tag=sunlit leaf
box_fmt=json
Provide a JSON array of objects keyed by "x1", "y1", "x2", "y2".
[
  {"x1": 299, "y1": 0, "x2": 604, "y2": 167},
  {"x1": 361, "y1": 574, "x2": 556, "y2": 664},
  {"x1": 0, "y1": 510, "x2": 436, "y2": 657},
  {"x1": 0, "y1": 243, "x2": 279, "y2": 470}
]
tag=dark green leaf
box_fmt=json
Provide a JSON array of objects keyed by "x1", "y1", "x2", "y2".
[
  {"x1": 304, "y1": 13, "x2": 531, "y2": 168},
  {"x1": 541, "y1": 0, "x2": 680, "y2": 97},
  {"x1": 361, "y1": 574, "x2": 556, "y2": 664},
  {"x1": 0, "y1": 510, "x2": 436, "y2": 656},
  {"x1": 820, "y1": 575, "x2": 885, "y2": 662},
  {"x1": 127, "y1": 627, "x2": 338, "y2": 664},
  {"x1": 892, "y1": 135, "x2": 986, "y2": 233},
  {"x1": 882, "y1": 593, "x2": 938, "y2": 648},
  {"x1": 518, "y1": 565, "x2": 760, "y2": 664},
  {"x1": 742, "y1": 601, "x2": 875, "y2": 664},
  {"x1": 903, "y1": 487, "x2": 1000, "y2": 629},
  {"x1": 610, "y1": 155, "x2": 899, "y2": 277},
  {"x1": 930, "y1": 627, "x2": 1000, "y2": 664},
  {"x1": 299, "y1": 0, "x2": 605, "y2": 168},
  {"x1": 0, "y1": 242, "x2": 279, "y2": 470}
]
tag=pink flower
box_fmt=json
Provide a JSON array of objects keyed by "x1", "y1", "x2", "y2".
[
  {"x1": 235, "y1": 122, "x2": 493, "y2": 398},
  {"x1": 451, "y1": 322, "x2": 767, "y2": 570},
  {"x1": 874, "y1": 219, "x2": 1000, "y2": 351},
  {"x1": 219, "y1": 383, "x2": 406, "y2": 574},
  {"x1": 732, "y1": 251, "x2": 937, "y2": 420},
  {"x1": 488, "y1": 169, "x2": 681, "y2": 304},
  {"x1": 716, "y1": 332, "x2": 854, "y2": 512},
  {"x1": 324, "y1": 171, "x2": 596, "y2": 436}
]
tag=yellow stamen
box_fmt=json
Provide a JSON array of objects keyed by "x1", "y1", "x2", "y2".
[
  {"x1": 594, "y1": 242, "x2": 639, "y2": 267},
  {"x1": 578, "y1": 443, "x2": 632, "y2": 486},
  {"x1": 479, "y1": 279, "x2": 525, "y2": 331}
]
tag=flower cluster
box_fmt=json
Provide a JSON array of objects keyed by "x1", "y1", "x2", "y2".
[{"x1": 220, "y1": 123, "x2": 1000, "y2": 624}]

Challenge: Lay out all of the lines above as a Markdown table with the columns "Row" and "Line", numbering each row and leaving out any blank lines.

The completed task:
| Row | Line |
|---|---|
| 1 | tag=sunlit leaf |
| 2 | box_fmt=json |
| 3 | Provide a JSON array of objects keyed by "x1", "y1", "x2", "y2". |
| 4 | [ |
| 5 |   {"x1": 299, "y1": 0, "x2": 604, "y2": 167}, |
| 6 |   {"x1": 361, "y1": 574, "x2": 556, "y2": 664}, |
| 7 |   {"x1": 0, "y1": 510, "x2": 436, "y2": 657}, |
| 8 |   {"x1": 0, "y1": 243, "x2": 279, "y2": 470} |
| 9 | ] |
| 10 | tag=dark green leaf |
| 11 | box_fmt=json |
| 12 | Provide a JSON array of objects keyed by "x1", "y1", "x2", "y2". |
| 13 | [ |
| 14 |   {"x1": 304, "y1": 13, "x2": 531, "y2": 168}, |
| 15 |   {"x1": 541, "y1": 0, "x2": 680, "y2": 97}, |
| 16 |   {"x1": 361, "y1": 574, "x2": 556, "y2": 664}, |
| 17 |   {"x1": 0, "y1": 510, "x2": 436, "y2": 656}, |
| 18 |   {"x1": 820, "y1": 575, "x2": 885, "y2": 662}, |
| 19 |   {"x1": 127, "y1": 627, "x2": 338, "y2": 664}, |
| 20 |   {"x1": 892, "y1": 135, "x2": 986, "y2": 233}, |
| 21 |   {"x1": 882, "y1": 593, "x2": 938, "y2": 648}, |
| 22 |   {"x1": 518, "y1": 565, "x2": 760, "y2": 664}, |
| 23 |   {"x1": 742, "y1": 601, "x2": 875, "y2": 664}, |
| 24 |   {"x1": 903, "y1": 487, "x2": 1000, "y2": 629}, |
| 25 |   {"x1": 610, "y1": 155, "x2": 899, "y2": 277}, |
| 26 |   {"x1": 930, "y1": 627, "x2": 1000, "y2": 664}, |
| 27 |   {"x1": 299, "y1": 0, "x2": 605, "y2": 168}, |
| 28 |   {"x1": 0, "y1": 242, "x2": 279, "y2": 470} |
| 29 | ] |
| 30 | tag=pink flower |
| 31 | box_fmt=json |
| 32 | Provide a JSON array of objects keyed by "x1", "y1", "x2", "y2". |
| 33 | [ |
| 34 |   {"x1": 235, "y1": 122, "x2": 493, "y2": 398}, |
| 35 |   {"x1": 451, "y1": 322, "x2": 767, "y2": 570}, |
| 36 |   {"x1": 874, "y1": 219, "x2": 1000, "y2": 351}, |
| 37 |   {"x1": 219, "y1": 383, "x2": 406, "y2": 574}, |
| 38 |   {"x1": 732, "y1": 251, "x2": 937, "y2": 420}, |
| 39 |   {"x1": 488, "y1": 169, "x2": 681, "y2": 304}, |
| 40 |   {"x1": 716, "y1": 332, "x2": 854, "y2": 512}, |
| 41 |   {"x1": 324, "y1": 171, "x2": 596, "y2": 436} |
| 42 | ] |
| 43 | tag=yellow stamen |
| 44 | box_fmt=json |
| 45 | Provide a JSON array of objects keyed by "x1", "y1", "x2", "y2". |
| 46 | [ |
| 47 |   {"x1": 594, "y1": 242, "x2": 639, "y2": 267}, |
| 48 |   {"x1": 578, "y1": 443, "x2": 632, "y2": 486}, |
| 49 |   {"x1": 479, "y1": 279, "x2": 525, "y2": 331} |
| 50 | ] |
| 51 | tag=flower cluster |
| 52 | box_fmt=json |
| 53 | Provide a JSON array of objects keyed by "x1", "y1", "x2", "y2". |
| 54 | [{"x1": 220, "y1": 123, "x2": 1000, "y2": 624}] |